- [Compito da svolgere]:
Risponda brevemente, in base al testo sui trasferimenti di dati personali:
1. Quale esempio di ente privato viene citato tra parentesi?
2. Su quale base alternativa potrebbero avvenire i trasferimenti effettuati da soggetti privati a fini di ricerca medica contro la pandemia Covid-19?
3. Con che cosa dovrebbero essere inquadrati i trasferimenti "ripetitivi" di dati verso paesi terzi che fanno parte di un progetto di ricerca di lunga durata?

- [Testo di lettura]:
Non solo le autorità pubbliche, ma anche gli enti privati che svolgono un ruolo nel perseguire tale interesse pubblico (ad esempio, un istituto di ricerca universitario che coopera allo sviluppo di un vaccino nel contesto di un partenariato internazionale) potrebbero, nell’attuale contesto pandemico, fare affidamento alla deroga di cui sopra. Inoltre, in alcune situazioni, in particolare quando i trasferimenti sono effettuati da soggetti privati a fini di ricerca medica finalizzata alla lotta contro la pandemia Covid-19, tali trasferimenti di dati personali potrebbero avvenire, in alternativa, anche sulla base del consenso esplicito degli interessati. Le autorità pubbliche e gli enti privati possono, nel contesto dell’attuale pandemia, quando non è possibile fare affidamento su una decisione di adeguatezza ai sensi dell’Art. 45.3 GDPR o su garanzie adeguate ai sensi dell’Art. 46 GDPR, avvalersi delle deroghe applicabili di cui sopra, principalmente come misura temporanea dovuta all’urgenza della situazione sanitaria a livello globale. Infatti, se la natura della crisi Covid-19 può giustificare il ricorso alle deroghe applicabili per i trasferimenti iniziali effettuati a fini di ricerca in questo contesto, i trasferimenti “ripetitivi” di dati verso paesi terzi che fanno parte di un progetto di ricerca di lunga durata a questo riguardo dovrebbero essere inquadrati con adeguate salvaguardie ai sensi dell’Art. 46 GDPR. Infine, va osservato che tali trasferimenti dovranno prendere in considerazione, caso per caso, i rispettivi ruoli (titolare del trattamento, responsabile del trattamento, contitolare del trattamento) e i relativi obblighi dei soggetti coinvolti (sponsor, sperimentatore) al fine di individuare le misure appropriate per inquadrare il trasferimento di dati all’estero.

- [Voci di dati raccolte]:
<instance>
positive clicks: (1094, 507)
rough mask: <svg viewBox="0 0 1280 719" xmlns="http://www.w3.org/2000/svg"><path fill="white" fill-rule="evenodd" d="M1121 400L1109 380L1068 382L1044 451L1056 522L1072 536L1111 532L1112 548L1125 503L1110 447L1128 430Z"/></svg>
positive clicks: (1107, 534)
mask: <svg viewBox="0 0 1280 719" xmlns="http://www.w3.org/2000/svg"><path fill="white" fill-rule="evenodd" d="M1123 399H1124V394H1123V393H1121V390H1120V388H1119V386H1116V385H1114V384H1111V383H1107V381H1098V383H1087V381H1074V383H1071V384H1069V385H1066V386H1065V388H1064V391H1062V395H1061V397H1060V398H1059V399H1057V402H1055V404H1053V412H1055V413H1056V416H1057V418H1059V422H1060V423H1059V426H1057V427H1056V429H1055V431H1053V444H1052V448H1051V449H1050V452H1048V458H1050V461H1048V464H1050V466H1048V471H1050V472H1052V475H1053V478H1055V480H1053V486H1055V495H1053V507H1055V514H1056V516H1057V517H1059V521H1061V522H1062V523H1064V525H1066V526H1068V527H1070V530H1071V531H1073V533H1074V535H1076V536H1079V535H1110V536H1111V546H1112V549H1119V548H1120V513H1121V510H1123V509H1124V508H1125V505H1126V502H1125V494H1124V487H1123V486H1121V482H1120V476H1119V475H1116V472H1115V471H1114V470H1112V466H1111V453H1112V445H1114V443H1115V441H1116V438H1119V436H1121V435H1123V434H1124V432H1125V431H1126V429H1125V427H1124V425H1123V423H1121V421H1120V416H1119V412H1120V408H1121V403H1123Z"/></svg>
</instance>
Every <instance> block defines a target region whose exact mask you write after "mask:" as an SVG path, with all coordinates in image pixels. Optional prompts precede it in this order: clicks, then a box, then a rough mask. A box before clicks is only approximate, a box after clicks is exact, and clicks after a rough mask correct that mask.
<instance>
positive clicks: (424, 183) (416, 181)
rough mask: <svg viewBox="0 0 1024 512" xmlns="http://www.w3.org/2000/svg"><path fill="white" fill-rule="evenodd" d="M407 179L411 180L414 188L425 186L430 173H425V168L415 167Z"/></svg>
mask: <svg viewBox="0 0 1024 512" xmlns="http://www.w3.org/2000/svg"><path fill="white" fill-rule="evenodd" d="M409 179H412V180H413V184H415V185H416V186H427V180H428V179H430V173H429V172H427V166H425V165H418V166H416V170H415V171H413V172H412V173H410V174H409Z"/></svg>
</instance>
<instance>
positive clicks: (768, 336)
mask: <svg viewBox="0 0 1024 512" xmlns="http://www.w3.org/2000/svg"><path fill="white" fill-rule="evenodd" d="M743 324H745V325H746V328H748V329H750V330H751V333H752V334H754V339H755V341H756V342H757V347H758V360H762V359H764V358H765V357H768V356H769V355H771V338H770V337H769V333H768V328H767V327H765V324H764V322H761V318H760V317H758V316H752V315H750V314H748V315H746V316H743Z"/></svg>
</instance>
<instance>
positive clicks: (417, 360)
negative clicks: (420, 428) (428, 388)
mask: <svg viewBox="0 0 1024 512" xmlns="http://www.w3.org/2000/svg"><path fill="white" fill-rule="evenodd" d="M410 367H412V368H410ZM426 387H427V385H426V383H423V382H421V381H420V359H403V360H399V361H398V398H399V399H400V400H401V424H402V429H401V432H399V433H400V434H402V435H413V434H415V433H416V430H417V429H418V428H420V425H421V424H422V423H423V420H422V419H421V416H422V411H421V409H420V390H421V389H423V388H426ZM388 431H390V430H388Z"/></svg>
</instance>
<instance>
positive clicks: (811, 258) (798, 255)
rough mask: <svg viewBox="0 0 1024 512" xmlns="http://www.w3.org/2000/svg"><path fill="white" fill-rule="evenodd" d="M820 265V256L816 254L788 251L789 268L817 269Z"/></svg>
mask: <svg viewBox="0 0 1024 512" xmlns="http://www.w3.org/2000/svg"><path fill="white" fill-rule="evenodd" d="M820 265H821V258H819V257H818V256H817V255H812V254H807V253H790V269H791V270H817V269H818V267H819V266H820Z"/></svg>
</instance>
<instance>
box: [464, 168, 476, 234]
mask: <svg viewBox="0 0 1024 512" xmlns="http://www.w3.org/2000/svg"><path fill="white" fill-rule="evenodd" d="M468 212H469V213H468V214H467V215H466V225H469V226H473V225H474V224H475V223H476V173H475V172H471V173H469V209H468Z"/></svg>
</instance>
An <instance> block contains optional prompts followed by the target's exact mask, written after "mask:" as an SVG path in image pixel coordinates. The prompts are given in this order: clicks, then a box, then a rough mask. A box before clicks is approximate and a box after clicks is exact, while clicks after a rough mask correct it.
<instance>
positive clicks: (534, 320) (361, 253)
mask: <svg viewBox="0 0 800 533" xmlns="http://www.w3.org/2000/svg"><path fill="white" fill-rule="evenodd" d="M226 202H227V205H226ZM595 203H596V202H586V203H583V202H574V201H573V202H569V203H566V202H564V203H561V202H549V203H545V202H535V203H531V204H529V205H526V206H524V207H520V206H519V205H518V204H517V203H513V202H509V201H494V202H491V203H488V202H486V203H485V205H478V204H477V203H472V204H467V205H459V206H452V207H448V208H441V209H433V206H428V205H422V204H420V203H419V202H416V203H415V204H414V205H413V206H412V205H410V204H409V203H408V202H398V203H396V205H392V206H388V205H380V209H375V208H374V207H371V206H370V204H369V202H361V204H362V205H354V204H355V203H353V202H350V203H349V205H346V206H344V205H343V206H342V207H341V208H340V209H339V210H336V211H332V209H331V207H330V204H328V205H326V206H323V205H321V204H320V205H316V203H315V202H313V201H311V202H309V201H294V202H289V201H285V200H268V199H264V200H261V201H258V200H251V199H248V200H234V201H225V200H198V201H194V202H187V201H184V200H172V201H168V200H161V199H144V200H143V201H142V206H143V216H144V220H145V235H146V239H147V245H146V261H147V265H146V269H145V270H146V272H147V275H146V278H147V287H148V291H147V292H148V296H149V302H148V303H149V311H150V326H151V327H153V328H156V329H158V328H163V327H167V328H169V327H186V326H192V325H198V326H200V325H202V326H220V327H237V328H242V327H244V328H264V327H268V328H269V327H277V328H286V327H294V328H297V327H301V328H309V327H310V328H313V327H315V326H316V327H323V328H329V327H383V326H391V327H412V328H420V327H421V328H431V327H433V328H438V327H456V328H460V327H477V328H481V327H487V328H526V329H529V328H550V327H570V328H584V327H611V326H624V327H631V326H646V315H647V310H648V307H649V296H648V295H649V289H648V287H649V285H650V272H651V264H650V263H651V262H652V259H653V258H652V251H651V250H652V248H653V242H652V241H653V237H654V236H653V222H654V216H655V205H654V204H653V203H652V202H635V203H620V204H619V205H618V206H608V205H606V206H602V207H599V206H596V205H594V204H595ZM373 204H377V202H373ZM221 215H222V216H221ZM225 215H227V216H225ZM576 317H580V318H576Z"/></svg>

- [Risposta finale]:
1. Un istituto di ricerca universitario che coopera allo sviluppo di un vaccino nel contesto di un partenariato internazionale.
2. Sulla base del consenso esplicito degli interessati.
3. Con adeguate salvaguardie ai sensi dell'Art. 46 GDPR.